» WHAT IS BEING ASKED
Below are records; reproduce exactly the lines from the first through the one containing "TARGET = traditional japanese building".

[Referring expression data]
**********

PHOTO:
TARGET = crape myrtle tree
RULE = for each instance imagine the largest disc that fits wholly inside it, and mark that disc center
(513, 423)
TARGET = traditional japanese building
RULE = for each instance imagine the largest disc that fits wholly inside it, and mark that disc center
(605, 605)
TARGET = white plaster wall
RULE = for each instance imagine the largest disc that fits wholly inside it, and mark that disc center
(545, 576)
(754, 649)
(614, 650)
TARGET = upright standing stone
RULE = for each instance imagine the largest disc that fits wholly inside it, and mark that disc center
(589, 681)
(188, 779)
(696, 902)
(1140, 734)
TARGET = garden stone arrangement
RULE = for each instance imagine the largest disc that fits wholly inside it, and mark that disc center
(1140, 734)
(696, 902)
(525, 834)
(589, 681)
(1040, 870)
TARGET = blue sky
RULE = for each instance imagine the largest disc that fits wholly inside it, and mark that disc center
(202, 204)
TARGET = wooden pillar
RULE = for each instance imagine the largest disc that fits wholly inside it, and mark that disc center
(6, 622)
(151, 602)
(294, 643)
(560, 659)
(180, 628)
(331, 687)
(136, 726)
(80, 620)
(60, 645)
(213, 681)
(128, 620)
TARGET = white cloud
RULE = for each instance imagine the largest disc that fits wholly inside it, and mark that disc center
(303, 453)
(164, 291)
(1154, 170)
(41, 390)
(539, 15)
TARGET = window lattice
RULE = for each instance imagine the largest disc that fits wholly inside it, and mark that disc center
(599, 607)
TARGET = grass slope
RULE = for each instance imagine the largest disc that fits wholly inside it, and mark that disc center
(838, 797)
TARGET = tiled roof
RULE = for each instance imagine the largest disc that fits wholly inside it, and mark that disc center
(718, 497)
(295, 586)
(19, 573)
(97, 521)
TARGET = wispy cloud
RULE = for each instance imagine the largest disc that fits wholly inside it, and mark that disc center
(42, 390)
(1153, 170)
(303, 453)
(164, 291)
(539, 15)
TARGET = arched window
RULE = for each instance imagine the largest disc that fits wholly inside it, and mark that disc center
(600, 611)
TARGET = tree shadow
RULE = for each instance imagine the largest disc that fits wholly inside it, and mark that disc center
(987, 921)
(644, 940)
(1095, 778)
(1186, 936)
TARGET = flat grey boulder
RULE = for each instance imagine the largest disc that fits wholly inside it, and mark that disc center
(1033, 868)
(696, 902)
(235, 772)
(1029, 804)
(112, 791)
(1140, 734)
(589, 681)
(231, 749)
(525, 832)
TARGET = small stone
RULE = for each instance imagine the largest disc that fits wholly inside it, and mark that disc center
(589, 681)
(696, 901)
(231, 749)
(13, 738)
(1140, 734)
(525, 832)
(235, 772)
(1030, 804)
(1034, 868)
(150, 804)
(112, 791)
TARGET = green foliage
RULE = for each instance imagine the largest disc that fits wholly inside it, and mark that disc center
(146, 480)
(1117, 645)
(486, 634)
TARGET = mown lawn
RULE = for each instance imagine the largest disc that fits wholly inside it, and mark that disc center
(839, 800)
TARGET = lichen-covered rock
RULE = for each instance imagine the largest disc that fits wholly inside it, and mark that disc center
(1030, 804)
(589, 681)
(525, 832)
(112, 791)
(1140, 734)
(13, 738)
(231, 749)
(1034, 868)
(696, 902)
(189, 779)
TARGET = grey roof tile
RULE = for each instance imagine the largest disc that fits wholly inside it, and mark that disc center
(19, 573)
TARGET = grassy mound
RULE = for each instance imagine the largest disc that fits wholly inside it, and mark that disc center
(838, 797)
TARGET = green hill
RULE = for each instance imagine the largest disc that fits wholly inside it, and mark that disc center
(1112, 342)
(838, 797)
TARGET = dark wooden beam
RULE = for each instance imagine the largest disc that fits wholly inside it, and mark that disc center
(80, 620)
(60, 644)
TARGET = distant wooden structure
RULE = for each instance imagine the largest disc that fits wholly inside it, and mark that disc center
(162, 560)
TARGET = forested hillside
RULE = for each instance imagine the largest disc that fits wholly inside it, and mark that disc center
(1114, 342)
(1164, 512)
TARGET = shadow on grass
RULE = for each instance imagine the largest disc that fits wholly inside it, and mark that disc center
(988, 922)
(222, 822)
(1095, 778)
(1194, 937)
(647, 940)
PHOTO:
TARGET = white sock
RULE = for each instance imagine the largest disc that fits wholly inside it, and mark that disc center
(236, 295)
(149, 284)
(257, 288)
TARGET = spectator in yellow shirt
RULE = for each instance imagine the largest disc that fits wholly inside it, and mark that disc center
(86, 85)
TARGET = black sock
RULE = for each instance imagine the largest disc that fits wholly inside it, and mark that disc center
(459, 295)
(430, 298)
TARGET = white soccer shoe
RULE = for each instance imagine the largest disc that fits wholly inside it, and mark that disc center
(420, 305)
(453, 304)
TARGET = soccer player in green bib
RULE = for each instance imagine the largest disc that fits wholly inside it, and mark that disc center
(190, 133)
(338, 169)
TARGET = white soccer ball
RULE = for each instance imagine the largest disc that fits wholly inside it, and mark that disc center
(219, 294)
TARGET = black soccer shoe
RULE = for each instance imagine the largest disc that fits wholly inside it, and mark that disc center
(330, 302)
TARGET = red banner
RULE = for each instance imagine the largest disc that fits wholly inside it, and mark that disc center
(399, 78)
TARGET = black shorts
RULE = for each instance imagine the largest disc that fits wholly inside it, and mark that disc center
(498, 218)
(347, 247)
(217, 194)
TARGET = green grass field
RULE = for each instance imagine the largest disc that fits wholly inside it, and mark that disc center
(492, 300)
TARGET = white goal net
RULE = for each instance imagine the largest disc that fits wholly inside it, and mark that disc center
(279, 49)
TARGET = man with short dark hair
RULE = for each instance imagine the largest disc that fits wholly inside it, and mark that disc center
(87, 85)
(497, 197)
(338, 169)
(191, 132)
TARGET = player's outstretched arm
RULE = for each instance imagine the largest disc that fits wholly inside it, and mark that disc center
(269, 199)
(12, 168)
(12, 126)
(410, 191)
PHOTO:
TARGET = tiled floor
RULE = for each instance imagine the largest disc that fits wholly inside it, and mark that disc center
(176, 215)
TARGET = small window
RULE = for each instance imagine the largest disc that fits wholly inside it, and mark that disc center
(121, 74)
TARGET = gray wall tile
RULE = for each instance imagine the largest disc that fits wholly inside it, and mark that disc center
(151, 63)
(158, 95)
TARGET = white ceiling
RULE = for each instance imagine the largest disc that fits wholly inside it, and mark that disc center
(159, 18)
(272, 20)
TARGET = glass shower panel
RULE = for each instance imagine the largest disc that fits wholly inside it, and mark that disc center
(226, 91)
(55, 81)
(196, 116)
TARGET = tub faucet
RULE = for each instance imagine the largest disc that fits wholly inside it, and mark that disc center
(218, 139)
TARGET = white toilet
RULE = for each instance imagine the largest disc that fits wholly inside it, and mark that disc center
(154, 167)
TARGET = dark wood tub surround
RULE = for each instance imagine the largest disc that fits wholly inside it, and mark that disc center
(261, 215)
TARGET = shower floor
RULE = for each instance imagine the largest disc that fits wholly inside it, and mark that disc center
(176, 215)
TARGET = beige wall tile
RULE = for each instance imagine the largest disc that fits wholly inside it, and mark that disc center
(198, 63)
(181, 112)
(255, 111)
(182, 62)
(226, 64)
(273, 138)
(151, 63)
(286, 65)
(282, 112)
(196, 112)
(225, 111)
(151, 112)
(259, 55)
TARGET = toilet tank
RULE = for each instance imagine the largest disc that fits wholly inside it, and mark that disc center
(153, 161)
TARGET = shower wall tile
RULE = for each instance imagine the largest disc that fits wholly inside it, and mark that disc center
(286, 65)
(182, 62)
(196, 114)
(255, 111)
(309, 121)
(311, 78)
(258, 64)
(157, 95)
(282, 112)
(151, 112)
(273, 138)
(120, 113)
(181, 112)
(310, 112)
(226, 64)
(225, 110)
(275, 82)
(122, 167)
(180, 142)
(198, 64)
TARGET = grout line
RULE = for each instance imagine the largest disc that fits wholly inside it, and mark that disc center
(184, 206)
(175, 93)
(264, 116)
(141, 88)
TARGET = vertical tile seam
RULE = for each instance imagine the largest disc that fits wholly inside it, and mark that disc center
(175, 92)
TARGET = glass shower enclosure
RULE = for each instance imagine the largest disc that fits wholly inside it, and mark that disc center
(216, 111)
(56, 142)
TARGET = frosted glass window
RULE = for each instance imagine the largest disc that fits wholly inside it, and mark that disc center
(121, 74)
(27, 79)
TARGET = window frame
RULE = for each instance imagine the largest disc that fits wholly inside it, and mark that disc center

**********

» ANSWER TO THIS EXERCISE
PHOTO:
TARGET = crape myrtle tree
RULE = for each instance imagine the largest disc that fits wholly inside it, and mark that disc center
(513, 423)
TARGET = traditional japanese building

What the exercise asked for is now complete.